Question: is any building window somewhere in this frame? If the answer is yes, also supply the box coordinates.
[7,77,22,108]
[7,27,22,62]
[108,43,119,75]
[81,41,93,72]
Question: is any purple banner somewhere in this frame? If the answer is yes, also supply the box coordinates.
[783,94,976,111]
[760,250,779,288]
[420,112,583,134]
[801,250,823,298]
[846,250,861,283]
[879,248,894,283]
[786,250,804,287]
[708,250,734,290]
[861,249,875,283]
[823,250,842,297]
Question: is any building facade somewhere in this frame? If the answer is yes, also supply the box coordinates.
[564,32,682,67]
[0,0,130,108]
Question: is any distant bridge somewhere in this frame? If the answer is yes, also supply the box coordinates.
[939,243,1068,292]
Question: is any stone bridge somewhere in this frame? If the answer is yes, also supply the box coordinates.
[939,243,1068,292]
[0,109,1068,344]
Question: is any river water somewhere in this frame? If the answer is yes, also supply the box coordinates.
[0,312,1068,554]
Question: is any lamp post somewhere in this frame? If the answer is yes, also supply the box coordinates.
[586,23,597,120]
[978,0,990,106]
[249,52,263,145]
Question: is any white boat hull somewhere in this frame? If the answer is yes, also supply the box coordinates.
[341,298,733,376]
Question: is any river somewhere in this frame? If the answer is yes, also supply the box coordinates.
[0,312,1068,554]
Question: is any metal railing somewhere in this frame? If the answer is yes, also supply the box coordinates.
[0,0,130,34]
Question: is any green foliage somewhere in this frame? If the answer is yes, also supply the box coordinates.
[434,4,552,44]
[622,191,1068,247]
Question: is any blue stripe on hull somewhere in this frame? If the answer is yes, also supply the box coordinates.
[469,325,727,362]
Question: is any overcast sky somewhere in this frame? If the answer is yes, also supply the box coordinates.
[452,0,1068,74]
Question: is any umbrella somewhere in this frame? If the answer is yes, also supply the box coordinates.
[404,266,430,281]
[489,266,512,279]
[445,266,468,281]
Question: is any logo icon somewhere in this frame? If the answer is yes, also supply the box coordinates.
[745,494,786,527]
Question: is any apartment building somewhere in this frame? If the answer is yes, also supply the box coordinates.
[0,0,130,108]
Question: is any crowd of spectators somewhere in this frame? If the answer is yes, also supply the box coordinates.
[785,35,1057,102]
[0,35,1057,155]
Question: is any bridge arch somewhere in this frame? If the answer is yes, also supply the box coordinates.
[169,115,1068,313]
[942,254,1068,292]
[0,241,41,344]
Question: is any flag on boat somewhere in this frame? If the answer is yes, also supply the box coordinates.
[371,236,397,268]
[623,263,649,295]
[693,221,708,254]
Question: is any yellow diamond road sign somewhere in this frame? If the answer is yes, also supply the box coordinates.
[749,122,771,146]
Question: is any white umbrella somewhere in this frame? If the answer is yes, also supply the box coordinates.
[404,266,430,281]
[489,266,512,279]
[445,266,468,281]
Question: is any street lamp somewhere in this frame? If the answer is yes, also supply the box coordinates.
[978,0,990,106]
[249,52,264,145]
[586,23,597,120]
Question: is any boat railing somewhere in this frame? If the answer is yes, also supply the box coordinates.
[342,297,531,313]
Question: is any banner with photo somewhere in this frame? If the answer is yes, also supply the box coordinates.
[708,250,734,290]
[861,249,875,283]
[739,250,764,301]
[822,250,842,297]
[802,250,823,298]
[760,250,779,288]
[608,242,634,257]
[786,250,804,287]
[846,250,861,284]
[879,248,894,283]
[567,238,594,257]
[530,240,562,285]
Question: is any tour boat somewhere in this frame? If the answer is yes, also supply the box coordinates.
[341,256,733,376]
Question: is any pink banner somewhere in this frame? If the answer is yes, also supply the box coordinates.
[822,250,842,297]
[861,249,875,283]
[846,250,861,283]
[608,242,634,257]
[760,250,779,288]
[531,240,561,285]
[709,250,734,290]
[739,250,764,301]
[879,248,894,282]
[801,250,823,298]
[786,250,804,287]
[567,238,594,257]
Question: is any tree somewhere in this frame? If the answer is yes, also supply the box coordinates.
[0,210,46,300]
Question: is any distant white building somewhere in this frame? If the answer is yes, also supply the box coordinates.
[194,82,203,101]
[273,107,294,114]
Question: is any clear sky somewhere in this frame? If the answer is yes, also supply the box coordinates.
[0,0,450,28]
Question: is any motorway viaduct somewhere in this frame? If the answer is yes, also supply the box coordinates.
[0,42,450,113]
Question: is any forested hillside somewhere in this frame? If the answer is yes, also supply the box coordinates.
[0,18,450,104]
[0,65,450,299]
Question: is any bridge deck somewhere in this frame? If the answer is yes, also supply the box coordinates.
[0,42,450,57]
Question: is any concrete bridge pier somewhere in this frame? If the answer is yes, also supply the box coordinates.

_____

Task details: Please reproduce all of the entries above word for word, with nothing altered.

Result:
Question: is any building window somewhere in this frame? If the answer is yes, also supply the box coordinates.
[7,77,22,108]
[7,27,22,62]
[108,43,119,75]
[81,41,93,72]
Question: is any purple banner somewhere in this frame? If the answer is yes, also supply the box coordinates.
[783,94,976,111]
[760,250,779,288]
[420,112,583,134]
[801,250,823,298]
[846,250,861,283]
[879,248,894,283]
[786,250,804,287]
[708,250,734,290]
[861,249,875,283]
[823,250,842,297]
Question: is any building facade somewhere in this frame? If the answer is yes, also supply the box coordinates.
[564,32,682,67]
[0,0,130,108]
Question: is any distant bridge somewhere in this frame? If the answer is yes, also supply the box coordinates.
[939,243,1068,292]
Question: is any stone bridge somewhere in this frame? If the answer is yes, also supply the box coordinates.
[939,243,1068,292]
[0,109,1068,344]
Question: is any river water somewhere in this frame? If the answer is yes, also supply the box coordinates.
[0,312,1068,554]
Question: is any lamp post somewhere in this frame? If the answer is yes, also supply the box coordinates.
[586,23,597,120]
[978,0,990,106]
[249,52,263,145]
Question: is any white boat hull somewhere in this frame? If the answer is yes, also supply the box coordinates.
[341,298,733,376]
Question: is any river somewhere in this frame? If the answer is yes, also supply the box coordinates.
[0,312,1068,554]
Question: is any metal railing somewhere in this frame? If the answer is yes, also supply the box coordinates.
[0,0,130,34]
Question: is any green foliage somewhere in this frame? If the answer is yes, also supply the box coordinates.
[434,4,552,44]
[622,191,1068,247]
Question: is any blue stripe on hull somewhere in this frame? If the answer is yes, also supply the box coordinates.
[469,325,727,362]
Question: is any overcast sky somewhere in this frame? If the answer is yes, also supply the box coordinates.
[452,0,1068,74]
Question: is any umbrella somewhere in this frame? If the answer is yes, also supply the box coordinates.
[404,266,430,281]
[489,266,512,279]
[445,266,468,281]
Question: is any logo icon somewhere in this frame? If the answer is yes, also supply the box coordinates.
[745,494,786,527]
Question: is any apartment building somewhere in this frame? If the answer is yes, also supply the box coordinates.
[0,0,130,108]
Question: is any crowd of spectators somewhere in this frame? If the answer is yes, also supply the box coordinates.
[785,35,1057,102]
[0,35,1057,155]
Question: is any bridge arch somewhere in this frame? If the answer is yes, also supply the box coordinates.
[169,115,1068,313]
[942,254,1068,292]
[0,241,41,344]
Question: is any flag on boat somewhere in this frame? If the answer is yes, also supply the box coordinates.
[371,236,397,268]
[623,263,649,295]
[693,221,708,254]
Question: is any yellow diamond road sign somewhere in this frame? If the answer is yes, also supply the box coordinates.
[749,122,771,146]
Question: is any white umbrella somewhere in this frame? If the answer is yes, also supply the box coordinates.
[404,266,430,281]
[489,266,512,279]
[445,266,468,281]
Question: is any street lamp somewhere in this frame? If the answer is yes, also supply the box coordinates.
[978,0,990,106]
[249,52,264,145]
[586,23,597,120]
Question: is any boat railing somewhere in this frame? If the answer is yes, also supply the box coordinates.
[342,297,531,313]
Question: is any banner with photo somewhere in this frame? If the answer is yes, also supply the box coordinates.
[708,250,734,290]
[861,249,875,283]
[739,250,764,301]
[822,250,842,297]
[802,250,823,298]
[760,250,779,288]
[608,242,634,257]
[786,250,804,287]
[846,250,861,284]
[879,248,894,283]
[567,238,594,257]
[530,240,562,285]
Question: is any tour boat somewhere in this frame? If the answer is yes, also supply the box coordinates.
[341,256,733,376]
Question: is any pink banner somewhere in this frame? If the answer is yes, also supply the box coordinates.
[822,250,842,297]
[861,249,875,283]
[846,250,861,283]
[608,242,634,257]
[760,250,779,288]
[531,240,561,285]
[709,250,734,290]
[739,250,764,301]
[879,248,894,282]
[801,250,823,298]
[786,250,804,287]
[567,238,594,257]
Question: is any tree somewhere in this frame? If the answer is yes, also supply the box coordinates.
[0,210,46,300]
Question: is any distant white building somewhere in this frame? If the answer is yes, also supply the box coordinates.
[194,82,203,101]
[273,107,294,114]
Question: is any clear sky somewhere in this frame? If the answer is yes, also supply the box coordinates.
[0,0,450,28]
Question: is any motorway viaduct somewhere in this frame? If the answer is yes, also supply the box coordinates.
[0,42,450,113]
Question: is any forested hillside somewhere in this frame? If the answer is yes, also supply the box coordinates.
[0,18,450,104]
[0,65,450,299]
Question: is any bridge deck somewhere in this frame? If the answer is yes, also supply the box coordinates.
[0,42,450,57]
Question: is any concrete bridge pier somewhere in this frame? If the answer is yes, also supply the box coordinates.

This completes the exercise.